**Text**:
━━━━━━━━━━━━━━━━
Zuhura Othman Soud (born 22 November 1993), better known by her stage name Zuchu, is a Tanzanian singer and songwriter born in Zanzibar. She is based in Dar es Salaam and signed to WCB Wasafi record label. She was awarded the Silver Plaque Button by YouTube for hitting 100,000 subscribers within a week. She  became the first East African female artist to reach that milestone within a week. She also became the first East African female artist to reach 1 million subscribers on YouTube 11 months later. In 2020 Zuchu was named by AFRIMMA as the winner of the Emerging Artist Award.

In 2023 Zuchu bagged 5 nominations at the Soundcity MVP Awards and also  performed at the prestigious award show

Personal life 
Zuchu comes from a musical Swahili Zanzibari family and background. She is a daughter of the revered and famous female Zanzibari Taarab musician Khadija Kopa. 

CAREER 

Zuchu started singing at a tender age and later collaborated with her mother Khadija Kopa on a song titled "Mauzauza" from her debut EP I am Zuchu. Among her first appearances as a musician to the public date back to 2015 in the first edition of TECNO OWN THE STAGE in Lagos, Nigeria.
━━━━━━━━━━━━━━━━
**Material**:
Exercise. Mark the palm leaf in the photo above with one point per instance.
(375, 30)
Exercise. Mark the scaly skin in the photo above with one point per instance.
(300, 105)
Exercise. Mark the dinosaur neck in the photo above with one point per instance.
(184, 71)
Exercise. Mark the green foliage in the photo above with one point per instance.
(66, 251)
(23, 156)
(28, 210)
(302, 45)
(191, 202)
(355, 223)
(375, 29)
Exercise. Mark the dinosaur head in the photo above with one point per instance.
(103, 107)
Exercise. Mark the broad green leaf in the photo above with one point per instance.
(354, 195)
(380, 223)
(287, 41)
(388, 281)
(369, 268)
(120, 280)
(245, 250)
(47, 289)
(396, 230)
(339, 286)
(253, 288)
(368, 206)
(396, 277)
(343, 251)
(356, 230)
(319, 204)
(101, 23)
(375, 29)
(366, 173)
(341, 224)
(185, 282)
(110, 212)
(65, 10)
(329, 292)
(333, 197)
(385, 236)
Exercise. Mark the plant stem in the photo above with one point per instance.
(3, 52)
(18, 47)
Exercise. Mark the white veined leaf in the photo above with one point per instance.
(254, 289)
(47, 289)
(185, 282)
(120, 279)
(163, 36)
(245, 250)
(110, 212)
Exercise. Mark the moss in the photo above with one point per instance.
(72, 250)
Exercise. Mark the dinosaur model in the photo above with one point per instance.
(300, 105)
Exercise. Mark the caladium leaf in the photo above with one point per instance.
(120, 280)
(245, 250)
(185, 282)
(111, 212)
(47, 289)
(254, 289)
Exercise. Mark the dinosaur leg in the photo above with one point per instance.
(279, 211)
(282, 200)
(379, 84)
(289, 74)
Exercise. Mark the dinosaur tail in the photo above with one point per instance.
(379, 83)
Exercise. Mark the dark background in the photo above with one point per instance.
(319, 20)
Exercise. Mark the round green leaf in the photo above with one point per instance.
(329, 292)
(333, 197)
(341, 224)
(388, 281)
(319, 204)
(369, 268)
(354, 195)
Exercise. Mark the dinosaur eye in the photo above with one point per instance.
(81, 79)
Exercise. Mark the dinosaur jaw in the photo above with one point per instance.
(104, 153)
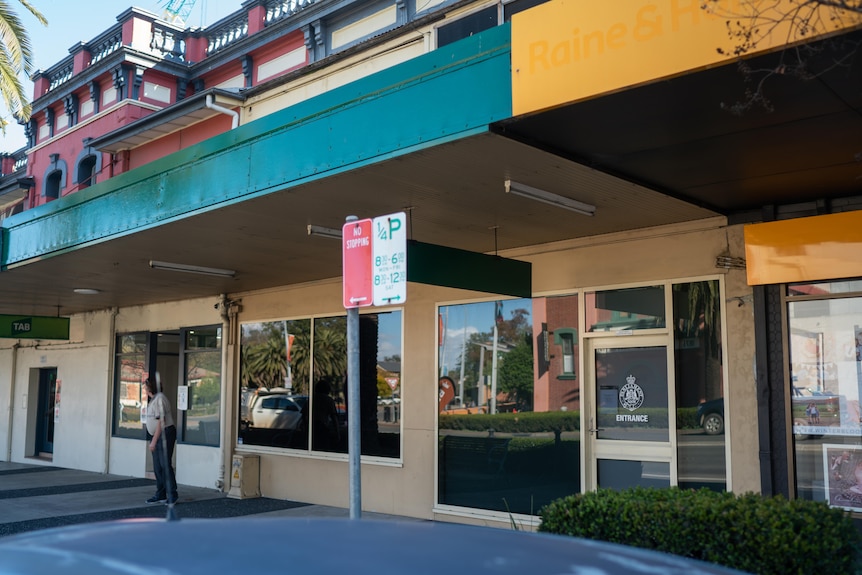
━━━━━━━━━━━━━━━━
**Problem set**:
**1)** Answer these from the text about Zuchu, one per line:
(a) Which record label is Zuchu signed to?
(b) Who is Zuchu's mother?
(c) In what city was the first edition of TECNO OWN THE STAGE held?
**2)** From the text about Zuchu, pull out everything from "In 2023 Zuchu" down to "musician Khadija Kopa.".
**3)** Extend the text about Zuchu, picking up where it stops.

**The replies**:
**1)**
(a) WCB Wasafi
(b) Khadija Kopa
(c) Lagos, Nigeria

**2)**
In 2023 Zuchu bagged 5 nominations at the Soundcity MVP Awards and also  performed at the prestigious award show

Personal life 
Zuchu comes from a musical Swahili Zanzibari family and background. She is a daughter of the revered and famous female Zanzibari Taarab musician Khadija Kopa.

**3)**
In 2022, Zuchu  became the most subscribed female artist on Sub Saharan  African on Youtube  and few months later she became the first female artist in East Africa to clock 100 Million streams on Boomplay 

Zuchu started 2023 with a new single titled Utaniua, Utaniua was critically acclaimed as Tanzania's music journalist, Charles Maganga appreciated Utaniua as an intimate song where Zuchu pays homage to Bongo Flava and Baibuda 

In March 2023, Zuchu released her first official music video for the year 2023 for a new single titled Napambana.

Discography

Albums 
Zuchu released her debut EP album I Am Zuchu in 2020, with a total of 7 songs.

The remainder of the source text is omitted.